Record excerpts |
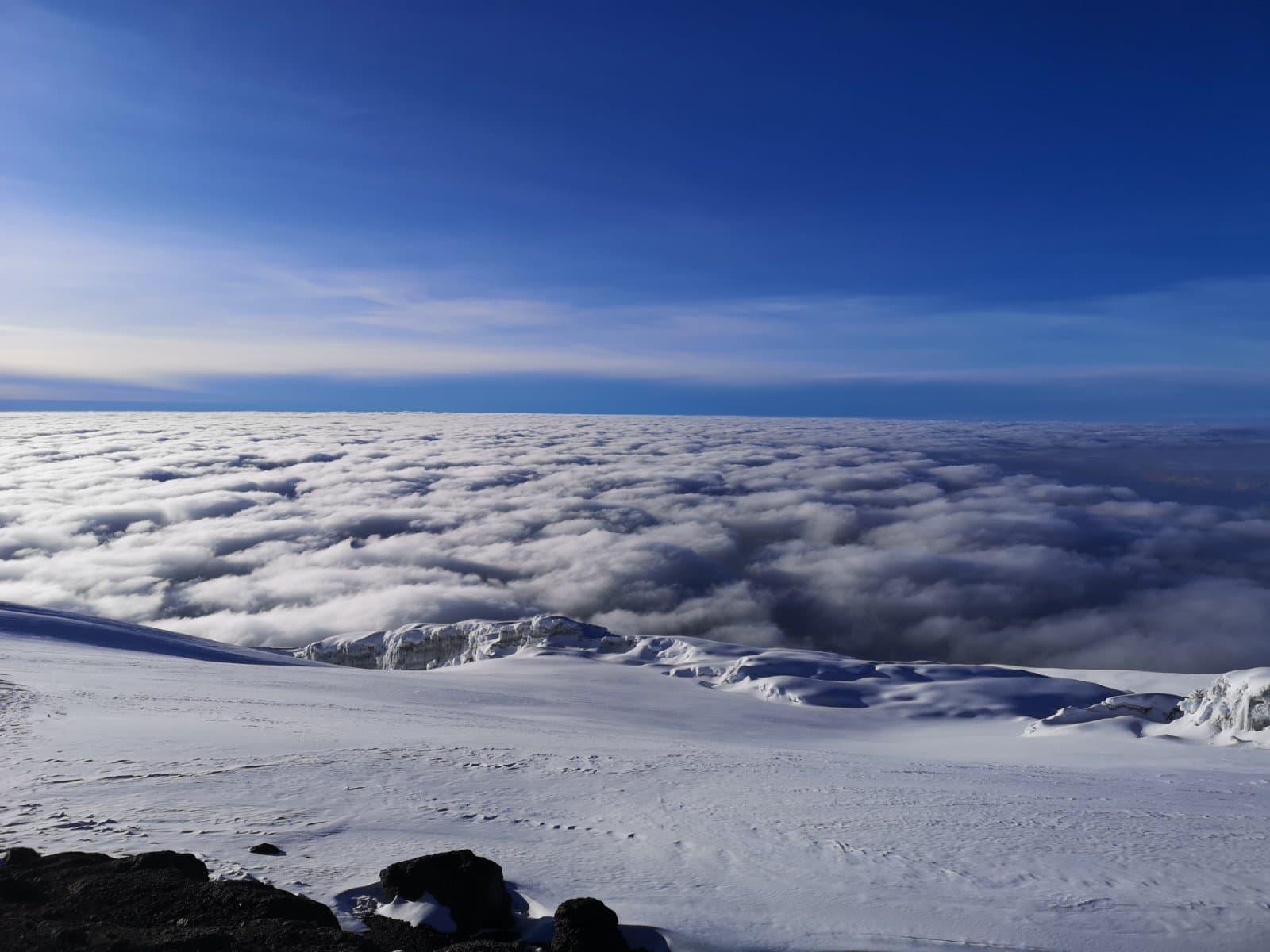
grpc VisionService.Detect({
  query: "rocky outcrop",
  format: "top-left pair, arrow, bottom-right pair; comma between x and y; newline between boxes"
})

--

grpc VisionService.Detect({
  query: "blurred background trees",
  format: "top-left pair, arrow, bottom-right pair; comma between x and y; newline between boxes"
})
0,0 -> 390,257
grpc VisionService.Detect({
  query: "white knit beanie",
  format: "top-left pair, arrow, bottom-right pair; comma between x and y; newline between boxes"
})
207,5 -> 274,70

What this task involves | Pull out each of the lines above that contains the string "query". Case counts when matching.

Finished exercise |
  query: "rocky outcrop",
  query: "blurred background trees",
  query: "white knit beanie",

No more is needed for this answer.